# EXTRAIT DU TEXTE
Miriam est une femme-vampire née en
Egypte il y a 4000 ans. Elle possède le don de l'immortalité et de la
jeunesse. Elle vit, désormais, à New York, avec son compagnon John
depuis 300 ans. John est alors frappé d'un processus accéléré de
vieillissement. Afin de tenter de le sauver, Miriam rencontre la
séduisante Sarah, docteur spécialiste des mécanismes du vieillissement,
sur laquelle elle jette son dévolue...
Tony Scott offre un premier film mémorable avec
The Hunger
qui est tout simplement une des plus belles relectures modernes du
mythe du vampire. En adaptant le roman éponyme de Whitley Strieber, Tony
Scott débarrasse en grande partie l'intrigue de tout l'apparat
vampirique trop folklorique que constitue l'ail, la lumière du jour
mortelle ou encore la crainte des symboles religieux. On ne gardera ici
que la notion d'immortalité rattachée à l'addiction et consommation de
sang, le statut de vampire conservant son mélange de séduction et de
malédiction mais dans une approche inédite. Le vampirisme dans le
film repose avant tout sur une notion d'amour et de soumission.
Miriam (Catherine Deneuve glaciale et troublante), femme vampire vieille de 4000 rend ainsi
vampire les hommes et femmes dont elle s'est entichée et leur offre par
la même occasion l'immortalité. Ce don a pourtant un prix, que l'amour
de Miriam demeure intact sans quoi le compagnon verra son vieillissement
reprendre et s'accélérer jusqu'à un terrible statut de relique momifiée
ne pouvant même pas se réfugier dans une mort paisible. C'est le sort
terrible qui attendra John (David Bowie) après 300 ans de vie commune et
qui dépérit à vue d'œil à mesure que l'amour de Miriam se tarit et
surtout quand elle croisera la route et sera troublée par la
scientifique Sarah (Susan Sarandon).

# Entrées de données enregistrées
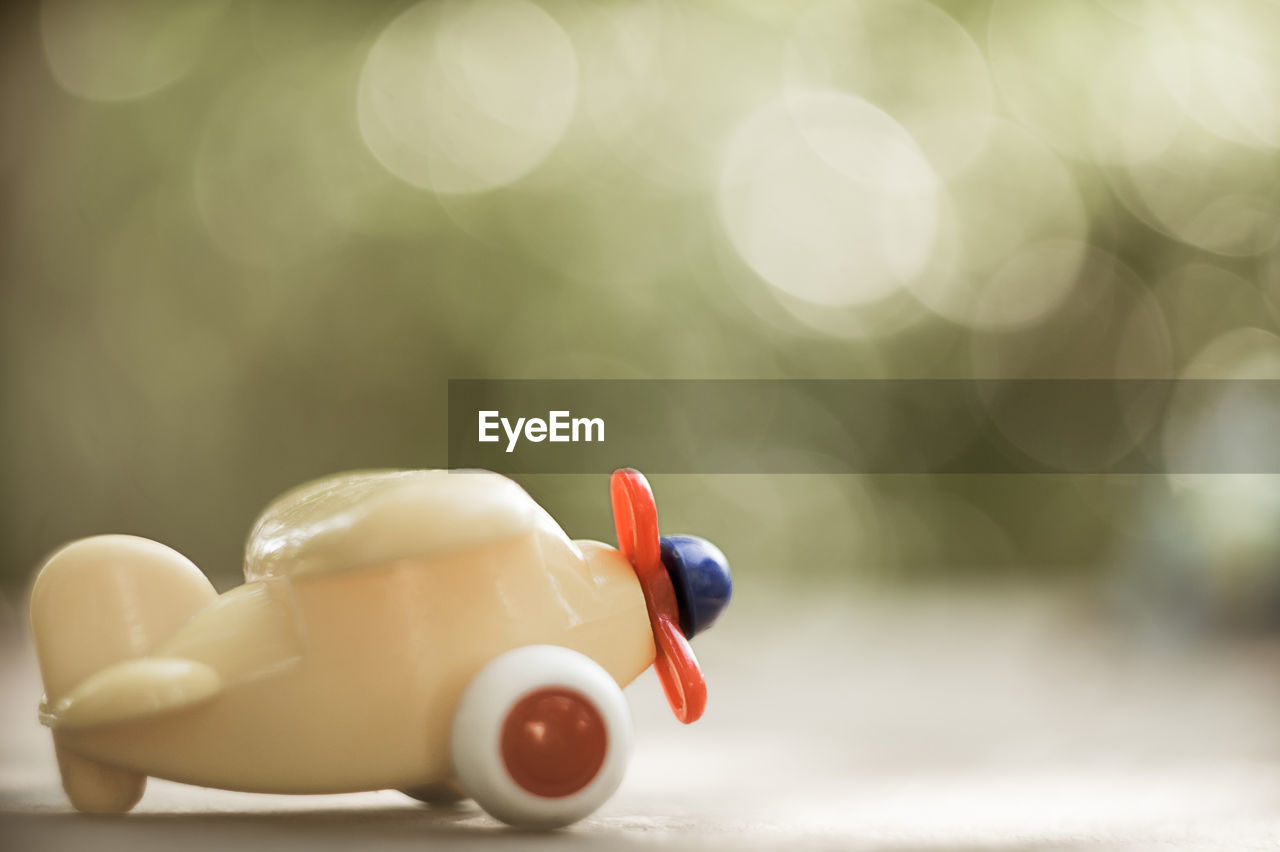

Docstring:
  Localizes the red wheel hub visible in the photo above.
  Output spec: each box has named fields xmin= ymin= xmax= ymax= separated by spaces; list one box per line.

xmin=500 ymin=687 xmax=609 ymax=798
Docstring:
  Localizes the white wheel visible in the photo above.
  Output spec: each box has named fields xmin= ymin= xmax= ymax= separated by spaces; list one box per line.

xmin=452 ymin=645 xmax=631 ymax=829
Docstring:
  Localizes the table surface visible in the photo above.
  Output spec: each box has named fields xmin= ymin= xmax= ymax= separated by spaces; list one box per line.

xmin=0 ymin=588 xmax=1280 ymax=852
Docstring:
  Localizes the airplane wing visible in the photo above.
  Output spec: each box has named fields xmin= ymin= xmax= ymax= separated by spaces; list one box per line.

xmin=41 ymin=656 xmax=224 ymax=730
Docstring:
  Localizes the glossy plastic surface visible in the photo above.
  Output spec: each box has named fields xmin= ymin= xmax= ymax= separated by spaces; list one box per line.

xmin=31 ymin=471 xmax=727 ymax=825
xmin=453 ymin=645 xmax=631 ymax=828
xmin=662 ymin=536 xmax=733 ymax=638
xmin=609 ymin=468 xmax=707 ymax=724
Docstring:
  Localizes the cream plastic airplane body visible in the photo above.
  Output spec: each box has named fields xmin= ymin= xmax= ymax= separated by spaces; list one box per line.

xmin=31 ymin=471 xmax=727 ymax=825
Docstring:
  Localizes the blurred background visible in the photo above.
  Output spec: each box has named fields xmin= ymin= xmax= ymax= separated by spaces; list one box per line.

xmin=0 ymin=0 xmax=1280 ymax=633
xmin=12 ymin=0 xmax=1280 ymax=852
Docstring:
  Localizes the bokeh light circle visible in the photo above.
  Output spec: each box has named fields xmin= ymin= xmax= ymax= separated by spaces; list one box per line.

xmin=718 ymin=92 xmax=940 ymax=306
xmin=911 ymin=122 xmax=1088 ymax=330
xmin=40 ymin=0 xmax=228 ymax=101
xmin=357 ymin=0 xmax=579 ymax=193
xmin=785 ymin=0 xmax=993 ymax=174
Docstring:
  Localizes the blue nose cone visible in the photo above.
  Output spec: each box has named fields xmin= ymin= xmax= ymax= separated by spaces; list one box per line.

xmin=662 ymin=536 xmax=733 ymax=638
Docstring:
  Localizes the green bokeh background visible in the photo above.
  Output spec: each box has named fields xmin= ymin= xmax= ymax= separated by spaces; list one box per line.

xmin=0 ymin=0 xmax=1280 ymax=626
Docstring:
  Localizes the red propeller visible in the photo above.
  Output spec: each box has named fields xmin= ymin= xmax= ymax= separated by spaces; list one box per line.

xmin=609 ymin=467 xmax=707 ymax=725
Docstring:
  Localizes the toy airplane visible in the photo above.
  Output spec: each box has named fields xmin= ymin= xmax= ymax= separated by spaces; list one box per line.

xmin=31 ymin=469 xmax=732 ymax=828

# CONSIGNE A
Reproduisez le passage de la critique de The Hunger qui s'ouvre sur les mots contenant "Miriam (Catherine Deneuve" et se ferme sur "Sarah (Susan Sarandon).".
# CONSIGNE B
Nommez chaque interprète cité dans la critique de The Hunger, avec le personnage qu'il ou elle joue.
# CONSIGNE C
Poursuivez la critique de The Hunger à la suite de sa dernière phrase.

# RÉPONSE ATTENDUE A
Miriam (Catherine Deneuve glaciale et troublante), femme vampire vieille de 4000 rend ainsi
vampire les hommes et femmes dont elle s'est entichée et leur offre par
la même occasion l'immortalité. Ce don a pourtant un prix, que l'amour
de Miriam demeure intact sans quoi le compagnon verra son vieillissement
reprendre et s'accélérer jusqu'à un terrible statut de relique momifiée
ne pouvant même pas se réfugier dans une mort paisible. C'est le sort
terrible qui attendra John (David Bowie) après 300 ans de vie commune et
qui dépérit à vue d'œil à mesure que l'amour de Miriam se tarit et
surtout quand elle croisera la route et sera troublée par la
scientifique Sarah (Susan Sarandon).

# RÉPONSE ATTENDUE B
Catherine Deneuve : Miriam
David Bowie : John
Susan Sarandon : Sarah

# RÉPONSE ATTENDUE C
La soif de sang n'est que l'aboutissement de cette soumission et
assujettissement sur lequel repose le vampirisme dans le film. Ainsi
Sarah est perdue dès sa première rencontre et les regards troubles
échangés avec Miriam, comme un poison qui s'insinue déjà. Cela aboutira à
une morsure accompagnant une troublante scène saphique qui fera date à
l'époque. Visuellement Tony Scott innove en transposant grandement toute l'esthétique publicitaire sophistiquée dont il est issu mais
toujours à bon escient.
Le récit fonctionne ainsi à deux vitesses, entre
le monde normal et celui des vampires. La notion de temps étant toute
différents pour les créatures immortelles, Miriam et John semblent
constamment comme évoluer au ralenti et figés dans leur demeure, baignant
dans la naphtaline de la photo diaphane de Stephen Goldblatt et à peine
plus animé que les nombreux vestiges du passé qui décorent chacune des
pièces.
A l'inverse le monde extérieur retrouve une imagerie plus terre à
terre et lorsque nos vampires y évoluent, ils sont soi diminués
physiquement (Bowie et son affreuse dégénérescence) ou alors conservent
leur splendeur intacte mais sous formes de visions et sans incarnation
matérielle telle Catherine Deneuve se reflétant dans les miroirs et les
songes d'une Susan Sarandon perturbée.
Tony Scott par ce grand souci formel déploie également déjà d'emblée son brio de narrateur.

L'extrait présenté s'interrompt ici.